____ Information given
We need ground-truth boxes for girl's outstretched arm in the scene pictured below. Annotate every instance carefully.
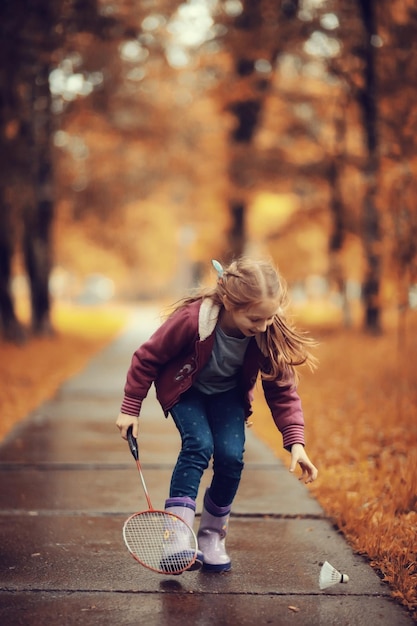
[290,443,318,484]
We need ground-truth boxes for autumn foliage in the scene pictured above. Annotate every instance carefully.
[250,304,417,618]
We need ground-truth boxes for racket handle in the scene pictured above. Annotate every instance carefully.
[127,426,139,461]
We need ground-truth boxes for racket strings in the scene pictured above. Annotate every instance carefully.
[123,511,197,574]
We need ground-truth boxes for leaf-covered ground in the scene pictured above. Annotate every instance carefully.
[0,306,127,440]
[254,313,417,619]
[0,307,417,620]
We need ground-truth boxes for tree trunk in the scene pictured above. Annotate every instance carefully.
[359,0,381,334]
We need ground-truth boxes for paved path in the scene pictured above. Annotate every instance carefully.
[0,306,413,626]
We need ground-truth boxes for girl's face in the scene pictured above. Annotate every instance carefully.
[224,299,279,337]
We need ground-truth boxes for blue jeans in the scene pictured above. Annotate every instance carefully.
[170,387,245,507]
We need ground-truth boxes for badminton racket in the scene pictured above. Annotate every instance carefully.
[123,426,198,574]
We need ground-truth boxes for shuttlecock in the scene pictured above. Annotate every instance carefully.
[319,561,349,589]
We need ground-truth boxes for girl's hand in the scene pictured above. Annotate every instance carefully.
[116,413,139,439]
[290,443,318,484]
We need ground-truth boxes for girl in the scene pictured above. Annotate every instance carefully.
[116,258,317,572]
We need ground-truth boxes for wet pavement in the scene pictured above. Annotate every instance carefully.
[0,306,414,626]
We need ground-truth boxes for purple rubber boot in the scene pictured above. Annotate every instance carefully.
[197,489,232,572]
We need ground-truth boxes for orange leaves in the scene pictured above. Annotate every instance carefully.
[250,312,417,614]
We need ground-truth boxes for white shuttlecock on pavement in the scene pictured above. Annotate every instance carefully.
[319,561,349,589]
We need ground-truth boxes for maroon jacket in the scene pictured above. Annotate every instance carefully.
[121,298,304,449]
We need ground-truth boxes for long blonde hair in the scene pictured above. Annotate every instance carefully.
[167,257,317,385]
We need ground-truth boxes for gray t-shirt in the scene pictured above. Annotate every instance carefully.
[194,326,250,394]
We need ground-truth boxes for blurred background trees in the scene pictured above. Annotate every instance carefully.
[0,0,417,339]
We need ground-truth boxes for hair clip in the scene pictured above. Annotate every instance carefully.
[212,259,224,278]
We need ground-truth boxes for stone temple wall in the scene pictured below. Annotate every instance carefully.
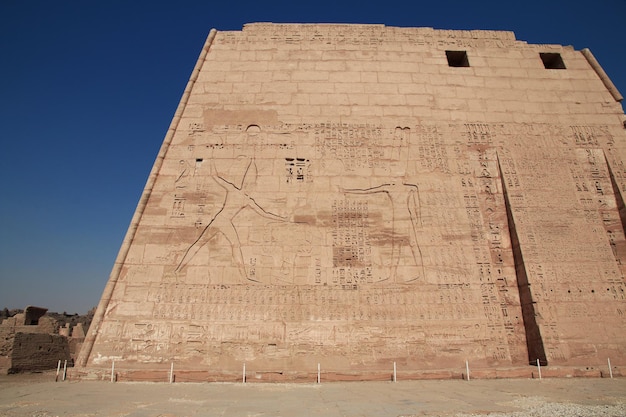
[79,23,626,374]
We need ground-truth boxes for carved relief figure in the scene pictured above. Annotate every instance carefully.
[343,182,424,282]
[175,160,288,281]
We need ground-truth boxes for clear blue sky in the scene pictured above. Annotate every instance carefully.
[0,0,626,313]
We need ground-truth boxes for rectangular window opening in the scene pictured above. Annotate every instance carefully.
[446,51,469,67]
[539,52,566,69]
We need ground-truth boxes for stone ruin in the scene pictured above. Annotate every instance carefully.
[0,306,85,373]
[78,23,626,380]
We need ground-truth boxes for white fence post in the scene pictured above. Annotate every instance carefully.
[537,359,541,380]
[317,362,320,384]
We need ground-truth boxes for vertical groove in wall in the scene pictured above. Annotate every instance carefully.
[580,48,624,102]
[497,156,548,366]
[76,29,217,366]
[604,154,626,240]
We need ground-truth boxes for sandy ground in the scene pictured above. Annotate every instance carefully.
[0,373,626,417]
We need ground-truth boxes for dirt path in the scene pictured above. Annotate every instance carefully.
[0,374,626,417]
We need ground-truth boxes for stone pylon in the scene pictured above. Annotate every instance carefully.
[78,23,626,378]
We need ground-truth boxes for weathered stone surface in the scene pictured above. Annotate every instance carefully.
[79,24,626,375]
[0,306,70,373]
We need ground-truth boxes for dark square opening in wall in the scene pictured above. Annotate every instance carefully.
[539,52,566,69]
[446,51,469,67]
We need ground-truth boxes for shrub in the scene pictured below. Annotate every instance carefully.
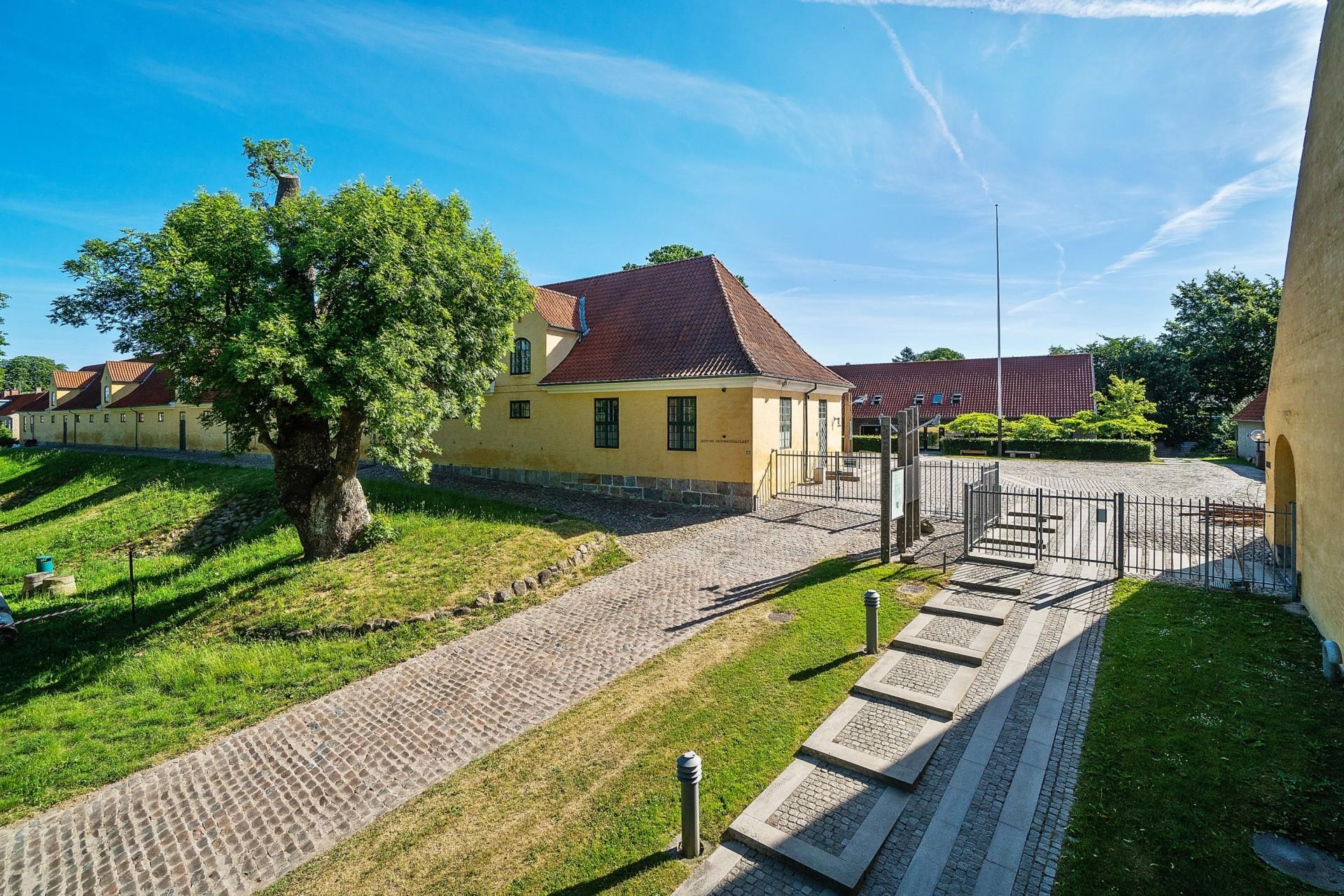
[1008,414,1065,440]
[942,435,1153,463]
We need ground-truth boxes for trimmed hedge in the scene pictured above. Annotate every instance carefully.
[935,435,1153,463]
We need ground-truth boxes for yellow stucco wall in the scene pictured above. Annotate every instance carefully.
[1265,0,1344,642]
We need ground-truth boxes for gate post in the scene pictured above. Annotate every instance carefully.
[1036,488,1044,563]
[878,414,891,563]
[1204,494,1214,591]
[1113,491,1125,579]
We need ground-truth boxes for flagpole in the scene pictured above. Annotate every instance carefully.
[995,203,1004,456]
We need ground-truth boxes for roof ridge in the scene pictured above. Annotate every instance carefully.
[546,254,716,287]
[708,255,763,373]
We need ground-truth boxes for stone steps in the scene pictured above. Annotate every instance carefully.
[693,564,1028,896]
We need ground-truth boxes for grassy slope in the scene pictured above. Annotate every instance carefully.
[1055,582,1344,896]
[269,560,935,896]
[0,451,622,823]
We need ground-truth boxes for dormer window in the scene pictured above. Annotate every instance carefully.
[508,339,532,376]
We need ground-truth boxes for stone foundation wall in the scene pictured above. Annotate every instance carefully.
[434,463,755,512]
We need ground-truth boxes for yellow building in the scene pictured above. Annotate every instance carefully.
[433,255,849,509]
[20,257,850,509]
[1265,0,1344,642]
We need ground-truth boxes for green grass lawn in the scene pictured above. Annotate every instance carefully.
[267,559,937,896]
[1055,580,1344,896]
[0,450,625,823]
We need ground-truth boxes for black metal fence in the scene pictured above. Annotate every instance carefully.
[773,451,882,503]
[919,456,999,520]
[962,477,1297,595]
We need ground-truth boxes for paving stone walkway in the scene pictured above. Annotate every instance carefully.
[679,561,1113,896]
[0,501,875,896]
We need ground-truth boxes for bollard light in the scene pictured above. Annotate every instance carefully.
[676,750,701,858]
[863,589,882,654]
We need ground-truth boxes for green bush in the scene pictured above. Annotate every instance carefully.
[942,435,1153,463]
[853,435,882,453]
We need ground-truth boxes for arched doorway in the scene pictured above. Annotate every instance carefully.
[1266,435,1297,550]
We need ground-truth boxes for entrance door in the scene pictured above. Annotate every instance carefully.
[817,398,828,454]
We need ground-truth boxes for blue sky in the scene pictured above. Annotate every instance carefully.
[0,0,1324,367]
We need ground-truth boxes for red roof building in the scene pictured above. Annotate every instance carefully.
[831,355,1097,433]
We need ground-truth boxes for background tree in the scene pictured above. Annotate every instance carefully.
[51,140,532,559]
[4,355,66,392]
[621,243,748,286]
[891,345,966,361]
[1059,374,1164,440]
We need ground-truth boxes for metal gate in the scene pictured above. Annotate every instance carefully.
[962,483,1297,595]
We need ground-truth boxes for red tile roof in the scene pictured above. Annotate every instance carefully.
[532,286,580,330]
[108,365,177,407]
[51,364,102,388]
[0,392,51,416]
[832,355,1097,421]
[542,255,849,387]
[1233,390,1268,423]
[108,360,155,383]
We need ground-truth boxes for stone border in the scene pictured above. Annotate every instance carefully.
[853,648,980,719]
[802,696,951,790]
[727,759,910,892]
[279,532,610,640]
[434,463,755,513]
[891,612,999,666]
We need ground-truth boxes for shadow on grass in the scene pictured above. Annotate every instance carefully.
[789,650,864,681]
[551,845,677,896]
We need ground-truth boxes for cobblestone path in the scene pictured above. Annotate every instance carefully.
[0,501,875,896]
[679,561,1113,896]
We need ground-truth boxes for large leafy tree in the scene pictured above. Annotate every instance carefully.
[621,243,748,286]
[51,140,531,559]
[4,355,66,392]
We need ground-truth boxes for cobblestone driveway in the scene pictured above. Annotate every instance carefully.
[0,501,875,896]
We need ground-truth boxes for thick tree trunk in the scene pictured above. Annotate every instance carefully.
[272,418,371,560]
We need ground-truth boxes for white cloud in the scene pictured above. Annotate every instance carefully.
[811,0,1325,19]
[1103,150,1298,274]
[868,6,989,193]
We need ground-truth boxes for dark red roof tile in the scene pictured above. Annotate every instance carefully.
[832,355,1097,421]
[1233,390,1268,423]
[542,255,849,387]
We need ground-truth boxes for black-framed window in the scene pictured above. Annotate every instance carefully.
[668,395,695,451]
[508,337,532,376]
[593,398,621,447]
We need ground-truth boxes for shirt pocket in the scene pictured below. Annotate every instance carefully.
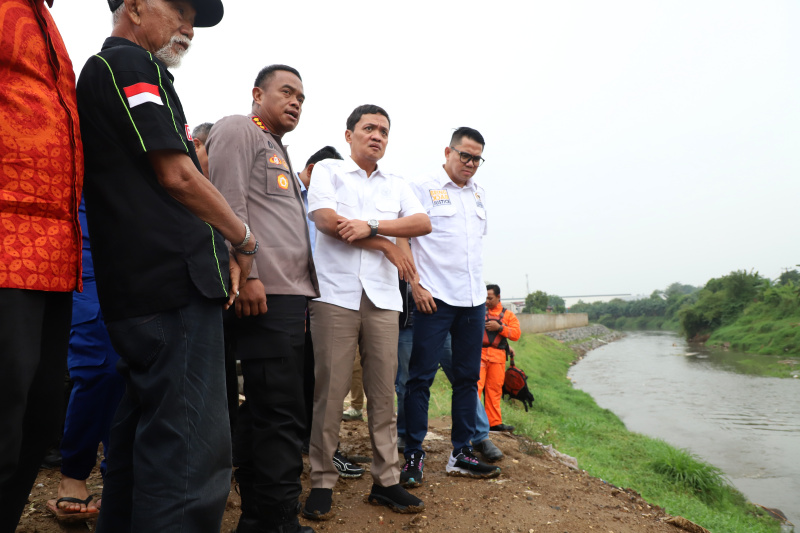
[428,205,456,232]
[375,198,400,220]
[336,187,359,219]
[267,163,294,197]
[475,206,486,235]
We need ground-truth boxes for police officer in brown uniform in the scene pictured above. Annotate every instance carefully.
[206,65,319,533]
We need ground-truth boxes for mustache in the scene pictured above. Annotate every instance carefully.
[169,35,192,54]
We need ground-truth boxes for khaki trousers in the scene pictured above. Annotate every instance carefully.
[308,292,400,489]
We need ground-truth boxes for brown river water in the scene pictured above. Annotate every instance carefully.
[569,332,800,531]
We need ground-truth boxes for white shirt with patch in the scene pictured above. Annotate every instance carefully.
[406,167,487,307]
[308,158,425,311]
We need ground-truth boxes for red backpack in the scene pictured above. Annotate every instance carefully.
[503,353,535,413]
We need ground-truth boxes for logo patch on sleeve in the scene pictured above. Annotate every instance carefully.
[429,189,450,207]
[122,82,164,109]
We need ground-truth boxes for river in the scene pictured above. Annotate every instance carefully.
[569,332,800,530]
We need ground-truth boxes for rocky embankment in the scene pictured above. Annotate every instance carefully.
[544,324,625,357]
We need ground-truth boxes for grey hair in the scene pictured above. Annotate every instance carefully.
[111,2,125,27]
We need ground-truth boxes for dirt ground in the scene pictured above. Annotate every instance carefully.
[17,418,702,533]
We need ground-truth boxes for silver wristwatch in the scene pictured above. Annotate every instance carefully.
[367,218,378,237]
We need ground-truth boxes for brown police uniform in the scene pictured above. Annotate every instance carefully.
[206,115,319,527]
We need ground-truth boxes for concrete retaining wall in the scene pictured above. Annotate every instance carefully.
[517,313,589,333]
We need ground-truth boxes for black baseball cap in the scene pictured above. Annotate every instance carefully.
[108,0,225,28]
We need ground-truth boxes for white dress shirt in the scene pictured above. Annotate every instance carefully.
[294,172,317,255]
[411,167,486,307]
[308,158,425,311]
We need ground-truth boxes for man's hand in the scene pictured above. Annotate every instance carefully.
[236,276,267,318]
[486,320,503,331]
[411,283,436,315]
[382,242,417,282]
[336,218,372,244]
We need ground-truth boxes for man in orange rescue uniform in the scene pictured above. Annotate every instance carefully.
[478,285,520,431]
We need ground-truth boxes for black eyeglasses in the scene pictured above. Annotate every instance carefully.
[450,146,486,167]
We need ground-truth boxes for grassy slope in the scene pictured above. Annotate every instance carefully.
[706,304,800,377]
[430,335,780,533]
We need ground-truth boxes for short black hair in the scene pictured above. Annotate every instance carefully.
[347,104,392,131]
[253,65,303,89]
[192,122,214,144]
[450,126,484,148]
[306,146,344,166]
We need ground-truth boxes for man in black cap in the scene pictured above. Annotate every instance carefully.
[77,0,250,533]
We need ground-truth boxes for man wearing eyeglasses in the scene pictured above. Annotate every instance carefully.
[400,127,500,487]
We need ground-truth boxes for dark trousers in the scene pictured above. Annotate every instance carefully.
[233,295,307,523]
[303,319,316,445]
[0,288,72,533]
[97,295,231,533]
[404,299,486,457]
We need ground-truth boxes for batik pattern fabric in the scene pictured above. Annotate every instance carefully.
[0,0,83,292]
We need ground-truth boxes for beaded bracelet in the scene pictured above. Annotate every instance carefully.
[236,239,258,255]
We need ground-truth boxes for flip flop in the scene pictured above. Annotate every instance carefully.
[47,495,100,523]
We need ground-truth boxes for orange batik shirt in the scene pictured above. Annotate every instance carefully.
[0,0,83,291]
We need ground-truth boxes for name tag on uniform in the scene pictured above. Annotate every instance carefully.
[429,189,450,207]
[269,154,286,168]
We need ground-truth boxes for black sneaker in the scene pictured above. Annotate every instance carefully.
________
**Short exercise**
Please reproduce, without changes, the records beginning with the line containing "We need ground-truth boxes for paved" and continuing through the line containing "[212,259,224,278]".

**Task answer**
We need ground-truth boxes for paved path in the scene pictured above. Annotate every instance carefully.
[0,306,413,626]
We need ground-truth boxes for girl's face in the scene pictured above. Annotate every instance carefully.
[224,299,279,337]
We need ground-truth boxes for blue jeans in the scene pictured above. Annotate every instance carefully.
[170,387,245,507]
We need ground-truth boxes for badminton racket in the scene pictured above. Annotate every instance carefully.
[123,426,198,574]
We need ground-truth boxes for shuttlecock in the scene pictured above. Annotate every instance carefully.
[319,561,349,589]
We need ground-truth boxes for girl's hand in the scene pictured above. Annotate every instance carefully.
[116,413,139,439]
[290,443,318,484]
We need ground-truth boxes for girl in the scene pictured above. Annotate every instance carefully.
[116,258,317,572]
We need ground-truth boxes for wet pavement in the scene pictured above. Annotate every instance carefully.
[0,306,414,626]
We need ground-truth boxes for purple rubber boot in the scene pictured above. Annotate every instance carefully.
[197,489,232,572]
We need ground-truth boxes for orange leaves in the scene pictured above. Annotate every instance carefully.
[250,312,417,614]
We need ground-truth boxes for white shuttlecock on pavement in the scene pictured above. Annotate every instance carefully.
[319,561,349,589]
We need ground-truth boxes for maroon jacket in the scene pictured above. Annotate every instance carefully.
[121,298,304,449]
We need ground-truth boxes for long blonde hair in the scene pictured above. Annotate every instance carefully.
[167,257,317,385]
We need ground-truth boxes for gray t-shirt in the scene pictured above. Annotate every instance carefully.
[194,326,250,394]
We need ground-truth boxes for blurred background trees in the scene pictured above. Annotate every instance carefully.
[0,0,417,339]
We need ground-truth boxes for hair clip in the scene pictured above. Annotate every instance carefully.
[212,259,224,278]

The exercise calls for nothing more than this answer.